** Passage to read **
Hematopoietic: anemia, leukopenia, leukocytosis, neutropenia, neutrophilia, increased band forms, lymphocytopenia, eosinophilia, lymphocytosis, thrombocytopenia, thrombocytosis, elevated ESR Hepatic: elevated: alkaline phosphatase, AST (SGOT), ALT (SGPT) Serum Chemistry: hyperglycemia, hypoglycemia, elevated creatinine, elevated BUN Urinary: glucosuria, proteinuria, alkalinuria, hyposthenuria, hematuria, pyuria Postmarketing Adverse Events Additional adverse events, regardless of relationship to drug, reported from worldwide marketing experience with quinolones, including ofloxacin: Clinical Cardiovascular System: cerebral thrombosis, pulmonary edema, tachycardia, hypotension/shock, syncope, torsade de pointes.
Endocrine/Metabolic: hyper- or hypoglycemia, especially in diabetic patients on insulin or oral hypoglycemic agents (see PRECAUTIONS , General and Drug Interactions ).
Gastrointestinal System: hepatic dysfunction including: hepatic necrosis, jaundice (cholestatic or hepatocellular), hepatitis; intestinal perforation; hepatic failure (including fatal cases); pseudomembranous colitis (the onset of pseudomembranous colitis symptoms may occur during or after antimicrobial treatment), GI hemorrhage; hiccough, painful oral mucosa, pyrosis (see WARNINGS ).
Genital/Reproductive System: vaginal candidiasis Hematopoietic: anemia, including hemolytic and aplastic; hemorrhage, pancytopenia, agranulocytosis, leukopenia, reversible bone marrow depression, thrombocytopenia, thrombotic thrombocytopenic purpura, petechiae, ecchymosis/bruising (see WARNINGS ).
Musculoskeletal: tendinitis/rupture; weakness; rhabdomyolysis (see WARNINGS ).
Nervous System: nightmares; suicidal thoughts or acts, disorientation, psychotic reactions, paranoia; phobia, agitation, restlessness, aggressiveness/hostility, manic reaction, emotional lability; peripheral neuropathy that may be irreversible, ataxia, incoordination; exacerbation of: myasthenia gravis and extrapyramidal disorders; dysphasia, lightheadedness (see WARNINGS and PRECAUTIONS ).
Respiratory System: dyspnea, bronchospasm, allergic pneumonitis, stridor (see WARNINGS ).
Skin/Hypersensitivity: anaphylactic (-toid) reactions/shock; purpura, serum sickness, erythema multiforme/Stevens-Johnson syndrome, erythema nodosum, exfoliative dermatitis, hyperpigmentation, toxic epidermal necrolysis, conjunctivitis, photosensitivity/phototoxicity reaction, vesiculobullous eruption (see WARNINGS and PRECAUTIONS ).

** Data block **
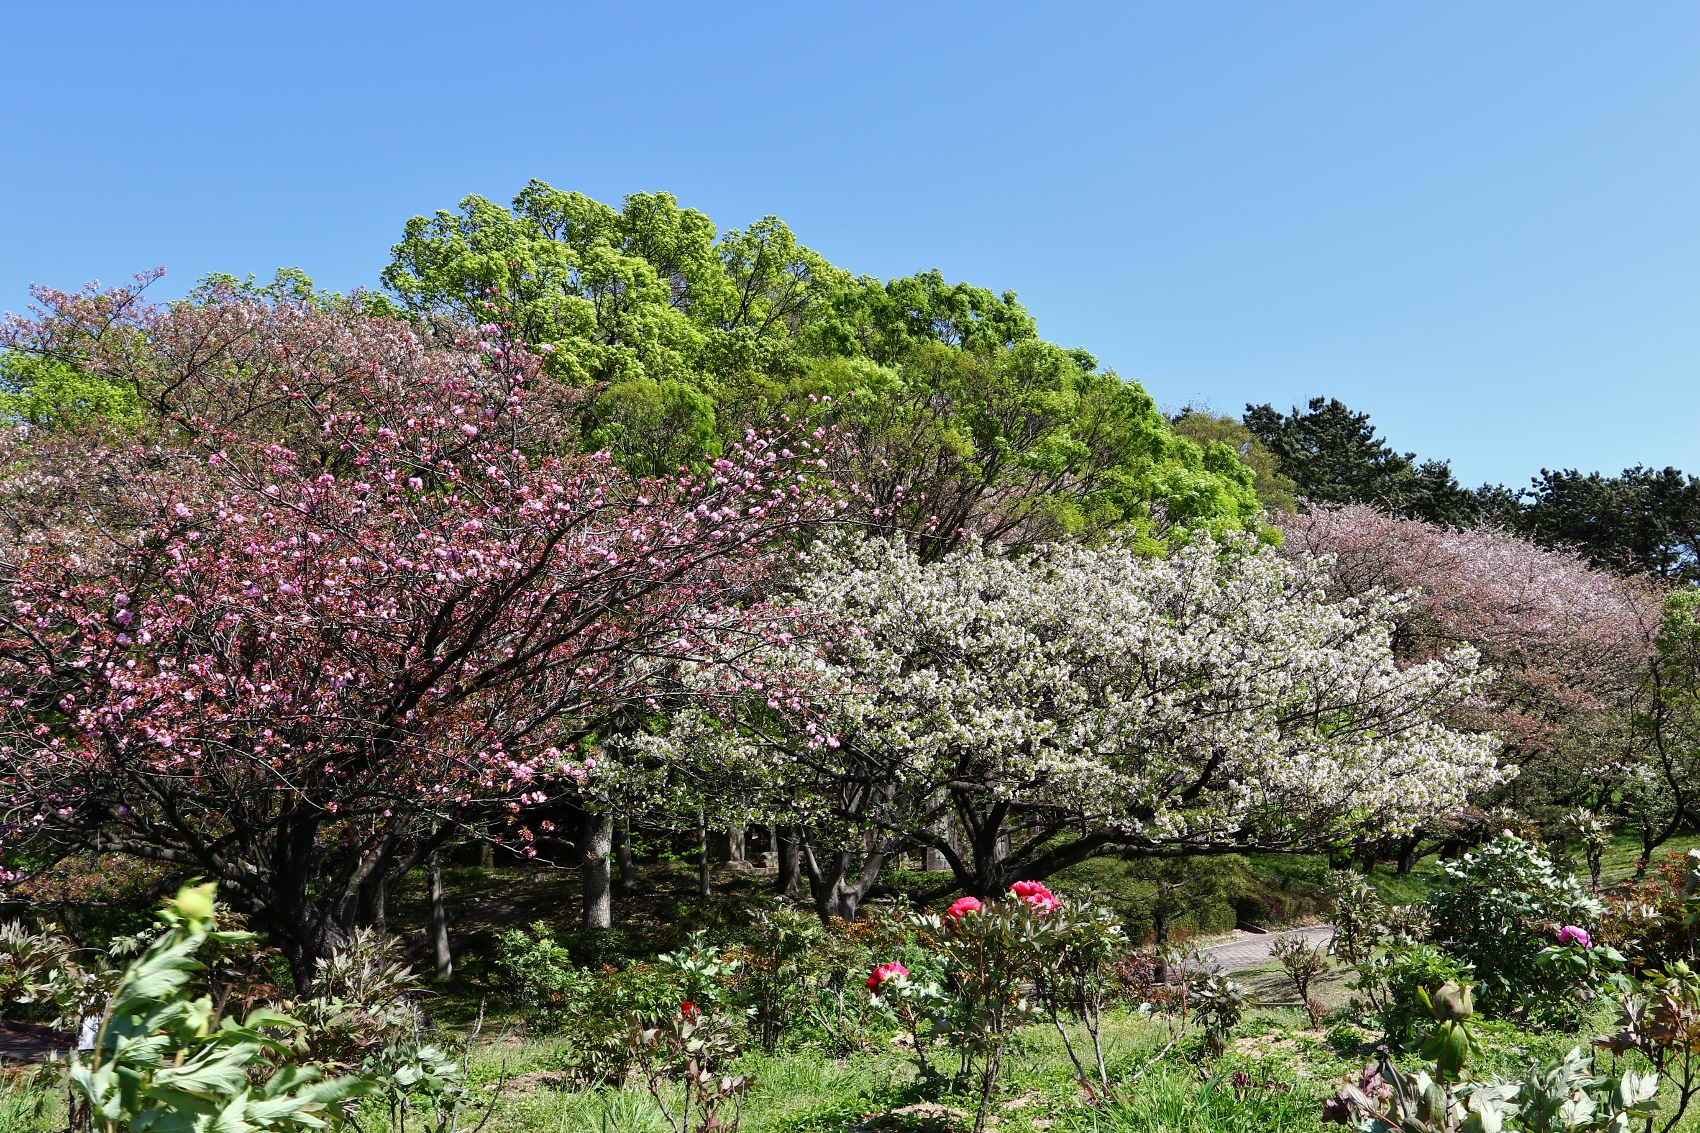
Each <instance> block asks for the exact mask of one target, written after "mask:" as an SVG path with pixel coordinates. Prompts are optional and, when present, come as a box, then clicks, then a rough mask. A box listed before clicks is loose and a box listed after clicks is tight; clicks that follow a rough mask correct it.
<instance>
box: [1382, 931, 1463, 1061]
mask: <svg viewBox="0 0 1700 1133" xmlns="http://www.w3.org/2000/svg"><path fill="white" fill-rule="evenodd" d="M1472 976H1474V971H1472V968H1470V965H1469V963H1467V961H1462V959H1459V958H1457V956H1452V954H1450V953H1445V951H1442V949H1440V948H1435V946H1433V944H1402V946H1394V948H1385V949H1377V951H1375V953H1372V954H1370V956H1368V958H1367V959H1363V961H1362V963H1360V965H1358V982H1357V983H1355V985H1353V988H1355V990H1360V992H1363V994H1365V995H1367V997H1368V1000H1370V1005H1372V1007H1374V1009H1375V1014H1377V1016H1379V1017H1380V1026H1382V1031H1385V1033H1387V1038H1389V1039H1394V1041H1399V1043H1411V1041H1414V1039H1418V1038H1419V1036H1421V1034H1423V1033H1425V1031H1426V1024H1428V1019H1430V1011H1428V1005H1426V1004H1425V1002H1423V995H1426V994H1428V992H1433V990H1436V988H1440V987H1442V985H1445V983H1447V982H1453V983H1467V982H1469V980H1470V978H1472Z"/></svg>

** Work request A **
From the ofloxacin adverse-event passage above, extract the stretch word for word, beginning at "Gastrointestinal System: hepatic" and stopping after "rhabdomyolysis (see WARNINGS ).".
** Work request B **
Using the ofloxacin adverse-event passage above, state whether each statement agrees with it, giving yes or no and quoting the deciding words: (i) Tendinitis/rupture is listed under Musculoskeletal. (ii) Vaginal candidiasis is listed under Respiratory System. (iii) The peripheral neuropathy listed may be irreversible.

** Response area A **
Gastrointestinal System: hepatic dysfunction including: hepatic necrosis, jaundice (cholestatic or hepatocellular), hepatitis; intestinal perforation; hepatic failure (including fatal cases); pseudomembranous colitis (the onset of pseudomembranous colitis symptoms may occur during or after antimicrobial treatment), GI hemorrhage; hiccough, painful oral mucosa, pyrosis (see WARNINGS ).
Genital/Reproductive System: vaginal candidiasis Hematopoietic: anemia, including hemolytic and aplastic; hemorrhage, pancytopenia, agranulocytosis, leukopenia, reversible bone marrow depression, thrombocytopenia, thrombotic thrombocytopenic purpura, petechiae, ecchymosis/bruising (see WARNINGS ).
Musculoskeletal: tendinitis/rupture; weakness; rhabdomyolysis (see WARNINGS ).

** Response area B **
(i) Yes: "Musculoskeletal: tendinitis/rupture; weakness; rhabdomyolysis"
(ii) No: "Genital/Reproductive System: vaginal candidiasis"
(iii) Yes: "peripheral neuropathy that may be irreversible"